Problem statement
Rewrite every row below with "draw a box around it" swapped for "outline it with a box" and all other text left unchanged.

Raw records

=======

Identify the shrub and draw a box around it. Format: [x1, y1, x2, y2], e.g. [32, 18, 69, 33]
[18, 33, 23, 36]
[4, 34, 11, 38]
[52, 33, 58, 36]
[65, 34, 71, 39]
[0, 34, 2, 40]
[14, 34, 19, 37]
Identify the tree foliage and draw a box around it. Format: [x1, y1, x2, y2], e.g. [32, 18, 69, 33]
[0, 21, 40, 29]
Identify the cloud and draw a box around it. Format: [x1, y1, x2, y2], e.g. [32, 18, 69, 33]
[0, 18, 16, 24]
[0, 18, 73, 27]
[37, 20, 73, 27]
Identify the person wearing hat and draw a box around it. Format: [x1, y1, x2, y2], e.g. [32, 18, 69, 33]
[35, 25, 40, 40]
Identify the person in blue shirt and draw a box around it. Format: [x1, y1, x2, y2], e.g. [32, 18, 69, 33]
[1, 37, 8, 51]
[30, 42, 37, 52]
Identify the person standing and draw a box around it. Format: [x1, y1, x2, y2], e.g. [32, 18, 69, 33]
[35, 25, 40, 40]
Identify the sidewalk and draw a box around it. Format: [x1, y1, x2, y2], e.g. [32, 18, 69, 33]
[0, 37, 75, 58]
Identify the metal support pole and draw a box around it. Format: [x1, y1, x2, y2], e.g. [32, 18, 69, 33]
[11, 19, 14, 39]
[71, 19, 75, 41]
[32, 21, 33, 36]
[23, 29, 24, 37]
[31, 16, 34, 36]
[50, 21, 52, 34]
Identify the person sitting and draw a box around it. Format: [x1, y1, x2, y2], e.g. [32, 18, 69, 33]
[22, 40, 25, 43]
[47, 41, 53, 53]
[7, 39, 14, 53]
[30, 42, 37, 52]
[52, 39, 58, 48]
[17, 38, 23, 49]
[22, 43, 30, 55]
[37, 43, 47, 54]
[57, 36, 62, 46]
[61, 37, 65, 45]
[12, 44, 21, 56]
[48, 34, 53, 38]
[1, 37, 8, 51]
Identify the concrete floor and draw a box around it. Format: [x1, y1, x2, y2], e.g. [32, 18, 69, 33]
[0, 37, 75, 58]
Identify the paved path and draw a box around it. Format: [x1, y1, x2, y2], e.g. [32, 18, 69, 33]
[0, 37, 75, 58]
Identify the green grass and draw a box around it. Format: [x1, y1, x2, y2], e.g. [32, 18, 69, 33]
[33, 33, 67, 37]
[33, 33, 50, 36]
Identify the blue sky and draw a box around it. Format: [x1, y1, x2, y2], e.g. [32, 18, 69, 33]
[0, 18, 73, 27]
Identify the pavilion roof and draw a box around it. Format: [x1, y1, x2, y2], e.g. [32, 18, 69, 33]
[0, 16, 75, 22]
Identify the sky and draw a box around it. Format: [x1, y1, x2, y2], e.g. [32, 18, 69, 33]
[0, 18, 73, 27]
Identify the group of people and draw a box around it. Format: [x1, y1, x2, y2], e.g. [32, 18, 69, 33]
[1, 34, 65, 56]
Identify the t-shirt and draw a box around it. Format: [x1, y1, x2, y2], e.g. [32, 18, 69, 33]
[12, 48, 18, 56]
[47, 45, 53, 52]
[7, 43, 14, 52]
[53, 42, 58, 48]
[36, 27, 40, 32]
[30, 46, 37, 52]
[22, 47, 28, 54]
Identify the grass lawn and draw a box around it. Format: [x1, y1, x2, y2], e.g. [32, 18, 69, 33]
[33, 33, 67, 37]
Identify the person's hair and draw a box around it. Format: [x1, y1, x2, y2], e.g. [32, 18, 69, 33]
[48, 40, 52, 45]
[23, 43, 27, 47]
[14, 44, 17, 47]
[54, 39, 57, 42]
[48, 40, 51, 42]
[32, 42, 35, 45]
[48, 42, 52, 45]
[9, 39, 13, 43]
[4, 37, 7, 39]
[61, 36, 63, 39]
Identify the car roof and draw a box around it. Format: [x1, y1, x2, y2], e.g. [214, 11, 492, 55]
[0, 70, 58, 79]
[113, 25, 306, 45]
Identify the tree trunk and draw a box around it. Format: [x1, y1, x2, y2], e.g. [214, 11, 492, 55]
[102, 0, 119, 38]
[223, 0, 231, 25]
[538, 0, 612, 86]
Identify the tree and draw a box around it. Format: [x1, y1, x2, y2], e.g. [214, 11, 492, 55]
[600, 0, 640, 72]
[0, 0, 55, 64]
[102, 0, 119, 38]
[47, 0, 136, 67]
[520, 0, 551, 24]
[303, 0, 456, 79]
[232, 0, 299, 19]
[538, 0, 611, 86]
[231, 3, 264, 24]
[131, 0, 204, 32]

=======

Answer to this task
Identify the shrub and outline it with a box. Format: [x1, y1, x2, y2], e.g. [32, 18, 69, 33]
[18, 33, 23, 36]
[4, 34, 11, 38]
[52, 33, 58, 36]
[65, 34, 71, 39]
[0, 34, 2, 40]
[14, 34, 19, 37]
Identify the tree foliage and outline it with a box. Format: [x1, y1, x2, y2], e.g. [32, 18, 69, 33]
[0, 21, 40, 29]
Identify the cloud and outline it with a box. Format: [x1, y1, x2, y2], e.g. [32, 18, 69, 33]
[0, 18, 16, 24]
[0, 18, 73, 27]
[37, 20, 73, 27]
Identify the person wearing hat and outline it with a box. Format: [x1, y1, x2, y2], e.g. [32, 18, 69, 33]
[35, 25, 40, 40]
Identify the person in blue shirt and outline it with a box. Format: [x1, y1, x2, y2], e.g. [32, 18, 69, 33]
[1, 37, 8, 51]
[30, 42, 37, 52]
Identify the person standing and outline it with a box. Format: [x1, y1, x2, y2], e.g. [32, 18, 69, 33]
[35, 25, 40, 40]
Identify the sidewalk and outline it with a box. Format: [x1, y1, x2, y2], e.g. [32, 18, 69, 33]
[0, 37, 75, 58]
Identify the metal support pole and outline it with a box. Format: [x1, y1, x2, y2], e.g. [32, 18, 69, 33]
[11, 19, 14, 39]
[71, 19, 75, 41]
[32, 21, 33, 36]
[23, 29, 24, 37]
[31, 16, 34, 36]
[50, 21, 52, 34]
Identify the person sitting and outline it with a box. Format: [x1, y1, x2, y2], e.g. [32, 18, 69, 33]
[22, 40, 25, 43]
[47, 41, 53, 53]
[7, 39, 14, 53]
[30, 42, 37, 52]
[52, 39, 58, 48]
[17, 38, 23, 49]
[22, 43, 30, 55]
[37, 43, 47, 54]
[57, 36, 62, 46]
[61, 37, 65, 45]
[12, 44, 21, 56]
[48, 34, 53, 38]
[1, 37, 8, 51]
Identify the concrete floor and outline it with a box. Format: [x1, y1, x2, y2], e.g. [32, 18, 69, 33]
[0, 37, 75, 58]
Identify the paved path and outline it with a box. Format: [x1, y1, x2, y2], e.g. [32, 18, 69, 33]
[0, 37, 75, 58]
Identify the green grass and outline it with a box. Format: [x1, y1, x2, y2], e.g. [32, 18, 69, 33]
[33, 33, 67, 37]
[33, 33, 50, 36]
Identify the blue sky and outline it with a box. Format: [x1, y1, x2, y2], e.g. [32, 18, 69, 33]
[0, 18, 73, 27]
Identify the pavilion roof and outline it with a box. Format: [x1, y1, x2, y2], e.g. [32, 18, 69, 33]
[0, 16, 75, 22]
Identify the sky and outline it with a box. Format: [x1, y1, x2, y2], e.g. [32, 18, 69, 33]
[0, 18, 73, 27]
Identify the group of people and outline it with a box. Format: [x1, y1, x2, y2], e.g. [32, 18, 69, 33]
[1, 34, 65, 56]
Identify the t-shirt and outline it with a box. Format: [x1, y1, x2, y2], e.g. [32, 18, 69, 33]
[12, 48, 18, 56]
[47, 45, 53, 52]
[7, 43, 14, 52]
[53, 42, 58, 48]
[36, 27, 40, 32]
[30, 46, 37, 52]
[22, 47, 28, 54]
Identify the grass lawn and outline it with a box. Format: [x1, y1, x2, y2], e.g. [32, 18, 69, 33]
[33, 33, 67, 37]
Identify the person's hair and outline it with a box. Format: [x1, y1, x2, y2], e.g. [32, 18, 69, 33]
[48, 40, 52, 45]
[23, 43, 27, 47]
[14, 44, 17, 47]
[54, 39, 57, 42]
[48, 40, 51, 42]
[32, 42, 35, 45]
[48, 42, 52, 45]
[9, 39, 13, 43]
[4, 37, 7, 39]
[61, 36, 63, 39]
Identify the car roof and outline it with a box. Format: [x1, y1, x2, y2], e.g. [214, 11, 492, 55]
[0, 70, 58, 79]
[113, 25, 306, 45]
Identify the tree trunk and outline it with a box. Format: [x1, y1, x2, y2], e.g. [214, 11, 492, 55]
[102, 0, 119, 38]
[223, 0, 231, 25]
[538, 0, 612, 86]
Identify the tree and outline it with a box. Format: [x1, y1, x2, y2], e.g. [214, 11, 492, 55]
[600, 0, 640, 72]
[0, 0, 55, 64]
[102, 0, 119, 38]
[47, 0, 136, 67]
[520, 0, 551, 24]
[303, 0, 456, 79]
[232, 0, 299, 19]
[538, 0, 611, 86]
[231, 3, 264, 24]
[131, 0, 204, 32]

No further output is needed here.